_DOCUMENT EXCERPT_
Friends and fellow citizens. I have only a few words to say to you this evening.... 

We have been, as a class, grievously wounded, wounded in the house of our friends, and this wound is too deep and too painful for ordinary and measured speech…

The cause which has brought us here tonight is neither common nor trivial. Few events in our national history have surpassed it in magnitude, importance and significance. It has swept over the land like a cyclone, leaving moral desolation in its track. This decision belongs with a class of judicial and legislative wrongs by which we have been oppressed. 

We feel it as we felt years ago the furious attempt to force the accursed system of slavery upon the soil of Kansas; as we felt the enactment of the Fugitive Slave Bill, the repeal of the Missouri Compromise, and the Dred Scott decision. I look upon it as one more shocking development of that moral weakness in high places which has attended the conflict between the spirit of liberty and the spirit of slavery, and I venture to predict that it will be so regarded by aftercoming generations. Far down the ages, when men shall wish to inform themselves as to the real state of liberty, law, religion, and civilization in the United States at this juncture of our history, they will overhaul the proceedings of the Supreme Court, and read this strange decision declaring the Civil Rights Bill unconstitutional and void… 



We cannot, however, overlook the fact that though not so intended, this decision has inflicted a heavy calamity upon seven millions of the people of this country, and left them naked and defenseless against the action of a malignant, vulgar and pitiless prejudice from which the Constitution plainly intended to shield them.

_TASK GOAL_
In the speech on the Supreme Court's Civil Rights Bill decision, the speaker names earlier events that were felt the same way as this decision. List all of them. Rely only on the speech for what follows.

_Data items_
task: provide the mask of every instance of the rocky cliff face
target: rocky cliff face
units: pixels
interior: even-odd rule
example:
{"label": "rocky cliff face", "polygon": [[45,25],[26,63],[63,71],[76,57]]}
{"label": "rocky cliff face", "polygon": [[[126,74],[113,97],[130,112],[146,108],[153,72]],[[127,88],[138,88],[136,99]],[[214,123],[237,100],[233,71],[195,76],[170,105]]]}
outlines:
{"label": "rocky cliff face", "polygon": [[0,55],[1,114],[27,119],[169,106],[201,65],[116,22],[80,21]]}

_RESULT OF THE TASK_
- The furious attempt to force slavery upon the soil of Kansas
- The enactment of the Fugitive Slave Bill
- The repeal of the Missouri Compromise
- The Dred Scott decision